**Given instruction:**
Recast the listing below as a numbered list, leaving out the blank lines and the pictures.

Spatial annotation records:
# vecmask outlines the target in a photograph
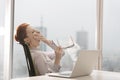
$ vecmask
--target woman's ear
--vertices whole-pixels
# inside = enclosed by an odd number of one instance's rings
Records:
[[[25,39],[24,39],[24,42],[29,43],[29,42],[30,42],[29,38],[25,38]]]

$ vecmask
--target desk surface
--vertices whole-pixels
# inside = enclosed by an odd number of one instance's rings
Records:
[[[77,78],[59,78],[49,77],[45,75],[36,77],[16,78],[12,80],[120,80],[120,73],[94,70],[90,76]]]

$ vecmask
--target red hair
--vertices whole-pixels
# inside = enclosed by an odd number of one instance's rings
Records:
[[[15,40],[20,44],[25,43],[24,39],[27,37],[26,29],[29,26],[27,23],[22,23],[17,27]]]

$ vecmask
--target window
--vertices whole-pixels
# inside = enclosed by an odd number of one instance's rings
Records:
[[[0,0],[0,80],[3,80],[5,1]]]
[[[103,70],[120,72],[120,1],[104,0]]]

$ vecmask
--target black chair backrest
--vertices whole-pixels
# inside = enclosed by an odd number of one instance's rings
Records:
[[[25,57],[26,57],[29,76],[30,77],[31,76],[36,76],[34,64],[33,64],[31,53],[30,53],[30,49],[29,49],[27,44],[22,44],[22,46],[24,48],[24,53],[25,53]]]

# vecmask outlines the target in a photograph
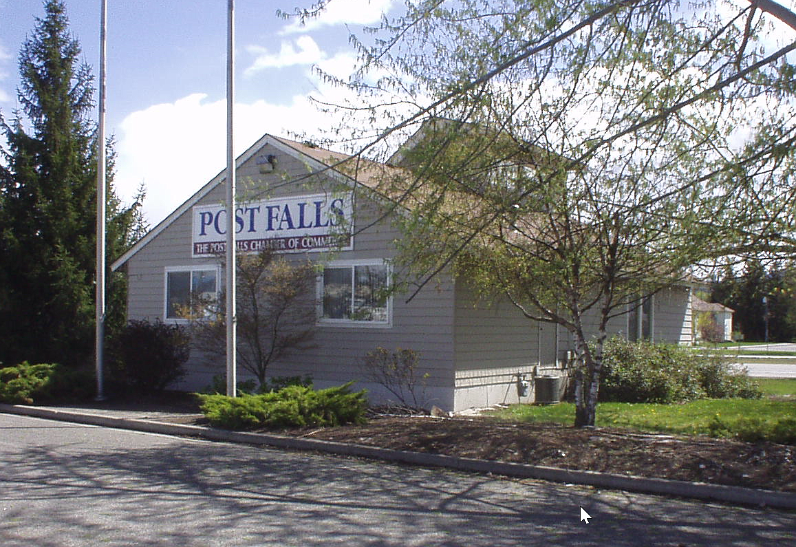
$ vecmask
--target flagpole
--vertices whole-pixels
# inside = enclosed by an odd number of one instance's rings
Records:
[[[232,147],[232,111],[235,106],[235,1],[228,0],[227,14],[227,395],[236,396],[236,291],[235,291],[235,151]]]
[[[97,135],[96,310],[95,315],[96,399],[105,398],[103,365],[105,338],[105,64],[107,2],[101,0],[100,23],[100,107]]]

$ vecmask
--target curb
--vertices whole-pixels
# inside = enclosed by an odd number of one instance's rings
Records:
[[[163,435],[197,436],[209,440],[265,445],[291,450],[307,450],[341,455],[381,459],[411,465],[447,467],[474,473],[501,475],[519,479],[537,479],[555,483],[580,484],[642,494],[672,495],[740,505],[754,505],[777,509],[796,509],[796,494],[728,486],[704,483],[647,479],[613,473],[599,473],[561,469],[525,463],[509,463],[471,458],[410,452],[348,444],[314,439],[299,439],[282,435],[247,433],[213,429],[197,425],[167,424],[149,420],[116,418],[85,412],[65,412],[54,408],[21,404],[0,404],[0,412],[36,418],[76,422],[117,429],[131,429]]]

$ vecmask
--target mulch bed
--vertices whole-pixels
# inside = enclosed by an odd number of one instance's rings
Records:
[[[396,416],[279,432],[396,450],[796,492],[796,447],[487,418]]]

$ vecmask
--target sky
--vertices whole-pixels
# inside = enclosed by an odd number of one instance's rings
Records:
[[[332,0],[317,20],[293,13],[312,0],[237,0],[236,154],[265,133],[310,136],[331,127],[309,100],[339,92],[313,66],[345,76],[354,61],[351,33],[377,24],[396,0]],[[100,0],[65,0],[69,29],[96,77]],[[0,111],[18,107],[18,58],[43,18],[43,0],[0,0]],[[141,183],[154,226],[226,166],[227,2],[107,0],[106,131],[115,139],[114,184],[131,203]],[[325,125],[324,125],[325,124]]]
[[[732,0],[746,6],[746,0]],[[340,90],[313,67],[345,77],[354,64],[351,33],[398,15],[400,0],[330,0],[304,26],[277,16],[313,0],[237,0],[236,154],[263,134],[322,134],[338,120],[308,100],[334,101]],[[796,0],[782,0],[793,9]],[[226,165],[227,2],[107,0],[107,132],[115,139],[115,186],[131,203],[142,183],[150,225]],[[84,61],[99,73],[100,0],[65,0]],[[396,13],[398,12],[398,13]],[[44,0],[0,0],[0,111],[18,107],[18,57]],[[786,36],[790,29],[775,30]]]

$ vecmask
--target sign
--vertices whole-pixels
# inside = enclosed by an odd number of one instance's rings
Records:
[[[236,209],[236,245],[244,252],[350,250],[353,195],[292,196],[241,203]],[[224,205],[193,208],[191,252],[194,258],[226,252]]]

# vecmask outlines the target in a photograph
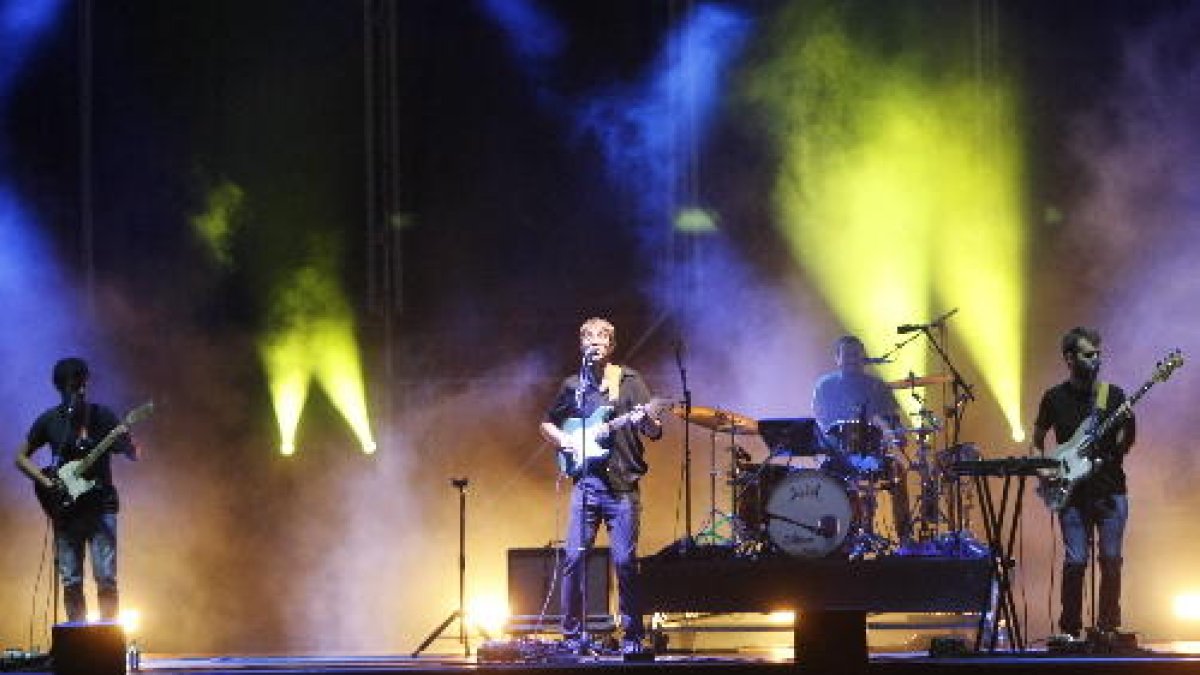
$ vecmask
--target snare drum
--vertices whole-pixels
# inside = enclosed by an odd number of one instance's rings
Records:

**Correct response:**
1. # vecmask outlines the target in a photograph
2. $ vecmask
3. --target woman's ear
4. --vertices whole-pixels
5. # inside = enclosed by an odd number of one instance's rings
6. Records:
7. [[[25,39],[24,39],[24,42],[29,43],[29,42],[30,42],[29,38],[25,38]]]
8. $ vecmask
9. --target desk surface
10. --vertices whole-pixels
11. # inside = enclosed by an odd number of one instance's rings
12. Records:
13. [[[77,78],[59,78],[49,77],[45,75],[36,77],[16,78],[12,80],[120,80],[120,73],[94,70],[90,76]]]
14. $ vecmask
15. --target red hair
16. --vertices whole-pixels
17. # inside = enclosed by an odd number of one instance's rings
18. Records:
19. [[[15,40],[20,44],[25,43],[24,39],[27,37],[26,29],[29,26],[27,23],[22,23],[17,27]]]
20. $ vecmask
21. --target window
22. --vertices whole-pixels
23. # inside = enclosed by an odd number of one instance's rings
24. Records:
25. [[[0,0],[0,80],[3,80],[5,1]]]
26. [[[103,70],[120,72],[120,1],[104,0]]]
27. $ vecmask
28. --target black chair backrest
29. --vertices whole-pixels
30. # inside = enclosed by an odd number of one instance's rings
31. Records:
32. [[[25,57],[26,57],[29,76],[30,77],[31,76],[36,76],[34,64],[33,64],[31,53],[30,53],[30,49],[29,49],[27,44],[22,44],[22,46],[24,48],[24,53],[25,53]]]
33. # vecmask outlines the target in a photograph
34. $ vecmask
35. --target flagpole
36. --vertices whole-pixels
37. # inside = enclosed by an odd number of one instance's rings
38. Records:
39. [[[232,147],[232,111],[235,106],[235,1],[228,0],[227,14],[227,395],[236,396],[236,291],[235,291],[235,151]]]
40. [[[97,135],[96,310],[95,315],[96,399],[105,398],[103,365],[105,338],[105,64],[107,2],[101,0],[100,23],[100,107]]]
41. $ vecmask
42. --target curb
43. --vertices whole-pixels
44. # inside = enclosed by an odd number of one instance's rings
45. Records:
46. [[[163,435],[197,436],[209,440],[265,445],[291,450],[307,450],[341,455],[381,459],[411,465],[447,467],[474,473],[501,475],[519,479],[537,479],[555,483],[580,484],[642,494],[672,495],[740,505],[754,505],[777,509],[796,509],[796,494],[728,486],[704,483],[647,479],[613,473],[599,473],[561,469],[525,463],[509,463],[471,458],[410,452],[348,444],[314,439],[299,439],[282,435],[247,433],[213,429],[197,425],[167,424],[149,420],[116,418],[85,412],[65,412],[54,408],[21,404],[0,404],[0,412],[36,418],[76,422],[117,429],[131,429]]]
47. $ vecmask
48. --target mulch bed
49. --vertices whole-pixels
50. # inside = enclosed by an odd number of one instance's rings
51. Records:
52. [[[396,416],[279,432],[396,450],[796,492],[796,447],[487,418]]]
53. $ vecmask
54. --target sky
55. --vertices whole-pixels
56. # inside = enclosed by an odd number of one instance's rings
57. Records:
58. [[[332,0],[317,20],[293,13],[312,0],[237,0],[236,154],[265,133],[310,136],[331,127],[309,100],[339,92],[313,66],[345,76],[354,61],[351,33],[377,24],[396,0]],[[100,0],[65,0],[69,29],[96,77]],[[0,111],[18,107],[18,58],[43,18],[43,0],[0,0]],[[141,183],[154,226],[226,166],[227,2],[107,0],[106,131],[115,139],[114,184],[131,203]],[[325,125],[324,125],[325,124]]]
59. [[[732,0],[746,6],[746,0]],[[340,90],[313,67],[345,77],[354,64],[351,33],[398,15],[400,0],[330,0],[304,26],[277,16],[313,0],[237,0],[236,154],[263,134],[322,134],[338,120],[308,100],[334,101]],[[796,0],[782,0],[793,9]],[[226,165],[227,2],[107,0],[107,132],[115,139],[115,186],[131,203],[142,183],[150,225]],[[84,61],[99,73],[100,0],[65,0]],[[396,13],[398,12],[398,13]],[[44,0],[0,0],[0,111],[18,107],[18,57]],[[786,36],[790,29],[775,30]]]
60. $ vecmask
61. --target sign
62. --vertices whole-pixels
63. # inside = enclosed by an odd number of one instance's rings
64. Records:
65. [[[236,209],[236,245],[244,252],[350,250],[353,195],[292,196],[241,203]],[[224,205],[193,208],[191,252],[194,258],[226,252]]]
66. # vecmask outlines the target in a photograph
67. $ vecmask
68. --target snare drum
69. --vertices whole-pixels
70. # inside = enclosed by an odd number of one instance's rings
71. Records:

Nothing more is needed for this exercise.